**EXERCISE DETAILS:** Reproduce the entries beneath exactly, without their images.

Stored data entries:
=== Begin Enclosure ===

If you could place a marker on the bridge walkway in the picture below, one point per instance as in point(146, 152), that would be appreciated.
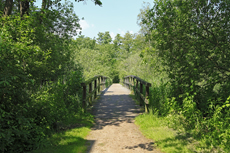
point(114, 130)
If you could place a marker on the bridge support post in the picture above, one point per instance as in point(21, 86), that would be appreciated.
point(147, 99)
point(141, 91)
point(95, 87)
point(84, 98)
point(90, 91)
point(99, 85)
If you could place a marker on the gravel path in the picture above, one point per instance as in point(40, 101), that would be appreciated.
point(114, 130)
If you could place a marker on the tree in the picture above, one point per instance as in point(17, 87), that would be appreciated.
point(104, 38)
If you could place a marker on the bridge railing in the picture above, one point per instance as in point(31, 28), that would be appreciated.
point(135, 83)
point(91, 88)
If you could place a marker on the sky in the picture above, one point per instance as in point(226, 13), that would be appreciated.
point(115, 16)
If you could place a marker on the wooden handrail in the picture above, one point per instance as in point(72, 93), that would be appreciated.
point(135, 83)
point(99, 82)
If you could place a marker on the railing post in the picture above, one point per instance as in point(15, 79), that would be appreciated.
point(141, 91)
point(84, 98)
point(90, 91)
point(99, 85)
point(102, 81)
point(147, 99)
point(95, 86)
point(136, 88)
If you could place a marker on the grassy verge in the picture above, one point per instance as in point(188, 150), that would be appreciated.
point(71, 138)
point(165, 138)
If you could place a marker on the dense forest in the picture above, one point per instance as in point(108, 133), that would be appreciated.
point(182, 49)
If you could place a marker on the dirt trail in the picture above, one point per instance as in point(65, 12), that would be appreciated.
point(114, 130)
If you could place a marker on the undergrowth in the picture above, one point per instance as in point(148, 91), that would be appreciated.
point(71, 136)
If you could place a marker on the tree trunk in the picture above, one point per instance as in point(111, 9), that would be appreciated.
point(8, 7)
point(24, 7)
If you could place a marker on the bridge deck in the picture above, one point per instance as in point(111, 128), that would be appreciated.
point(115, 131)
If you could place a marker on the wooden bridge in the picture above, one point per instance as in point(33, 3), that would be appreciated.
point(114, 113)
point(93, 87)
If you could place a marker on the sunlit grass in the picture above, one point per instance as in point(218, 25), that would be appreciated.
point(71, 139)
point(165, 138)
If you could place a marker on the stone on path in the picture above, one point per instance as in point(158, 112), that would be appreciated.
point(114, 130)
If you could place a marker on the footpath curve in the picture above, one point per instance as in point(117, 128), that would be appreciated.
point(114, 130)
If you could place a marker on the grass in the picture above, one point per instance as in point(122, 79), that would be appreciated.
point(72, 137)
point(166, 139)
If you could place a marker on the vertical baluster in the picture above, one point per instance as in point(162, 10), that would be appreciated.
point(147, 98)
point(90, 91)
point(95, 87)
point(141, 92)
point(84, 98)
point(99, 85)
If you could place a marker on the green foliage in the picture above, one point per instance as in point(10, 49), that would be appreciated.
point(39, 82)
point(190, 39)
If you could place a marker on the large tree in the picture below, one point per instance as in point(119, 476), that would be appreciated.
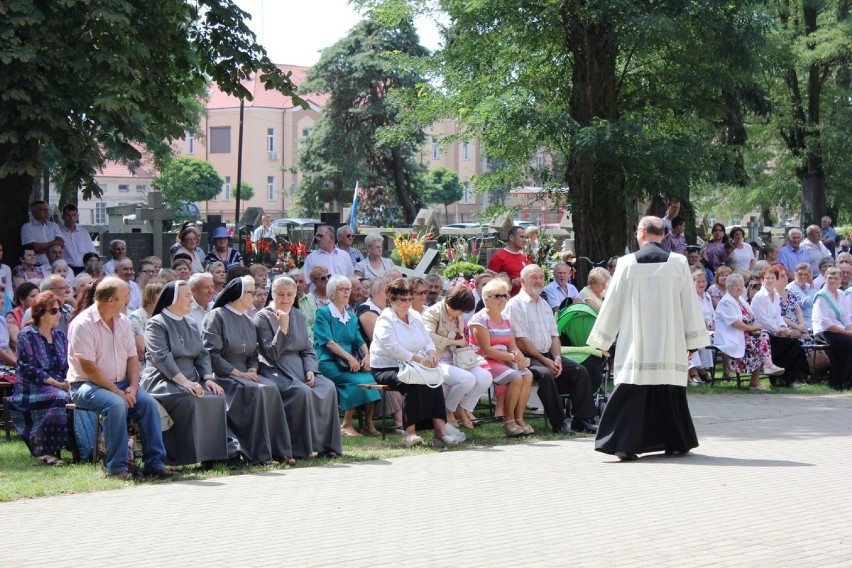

=== End Enclosure ===

**RESULT OF THE EXERCISE:**
If you could place a marker on the bridge walkway in the picture below, one point per instance as in point(146, 152), that would be appreciated.
point(114, 130)
If you could place a marker on the bridge support post in the picture above, one point per instance as in point(21, 86), that would be appreciated.
point(147, 99)
point(141, 91)
point(95, 87)
point(84, 98)
point(90, 91)
point(99, 85)
If you could place a marker on the gravel path in the picture above, one point per instance as in point(40, 101), that would be appreciated.
point(114, 130)
If you could place a marker on the tree in the picture above, one point per instance as in point(17, 87), that would be appreciated.
point(104, 38)
If you could place a marker on the bridge railing in the picture above, one point per instance as in point(31, 28), that would be appreciated.
point(135, 83)
point(91, 88)
If you could place a marker on the sky in the picture above, one point per instance as in point(226, 13), that would be appreciated.
point(115, 16)
If you could place a marker on the wooden handrail in the picture above, one point per instance as in point(72, 93), that would be appreciated.
point(135, 83)
point(99, 82)
If you could place a marker on the railing post in the picture above, one point per instance as in point(15, 79), that would be appreciated.
point(141, 91)
point(84, 98)
point(90, 91)
point(99, 85)
point(102, 81)
point(147, 99)
point(95, 86)
point(136, 88)
If you could place a marker on the grassy verge in the picture above, one point per instance as in point(188, 150), that would be appreciated.
point(71, 138)
point(165, 138)
If you could place a marker on the dense forest in the picture above, one point per instance as in point(108, 133), that would be appreciated.
point(182, 49)
If you could place a marker on the dirt trail in the picture above, one point per instance as in point(65, 12), that would be appreciated.
point(114, 130)
If you could place a marker on the undergrowth in the picture above, one point per instance as in point(148, 91), that would be appreciated.
point(71, 136)
If you could place a marker on the tree trunk in the picture above, one point per instance as in point(111, 9), that would be appreciated.
point(8, 7)
point(24, 7)
If you could place a marker on the bridge deck in the picture above, one point per instance as in point(111, 128), that would be appreciated.
point(115, 131)
If you could place a marker on the wooden bridge in the picture above, one point per instance as in point(33, 3), that would be appreciated.
point(114, 113)
point(93, 87)
If you could place a marker on the sunlit grass in the picture above, one point per instance as in point(218, 25), that would be appreciated.
point(71, 139)
point(165, 138)
If you could place a marker on the stone on path in the picture above, one point per instance as in point(158, 112), that would be appreciated.
point(114, 130)
If you could place a marker on the footpath curve in the picture above, one point per instance as in point(117, 128), that would be appreciated.
point(114, 130)
If you could place a marker on the grass in the picture above, one point per instance as in point(122, 79), that would be appreciated.
point(72, 137)
point(166, 139)
If you could place a marker on the vertical baluster in the picture above, one point per instance as in point(162, 10), that would be appreciated.
point(147, 98)
point(90, 91)
point(95, 87)
point(141, 92)
point(84, 98)
point(99, 85)
If you could place a marker on the green foliage in the picture above, one point per instance as in point(10, 49), that would be appreciated.
point(39, 82)
point(190, 39)
If you could place a marker on the large tree in the picture below, one point per instance as in point(119, 476), that would be appreciated.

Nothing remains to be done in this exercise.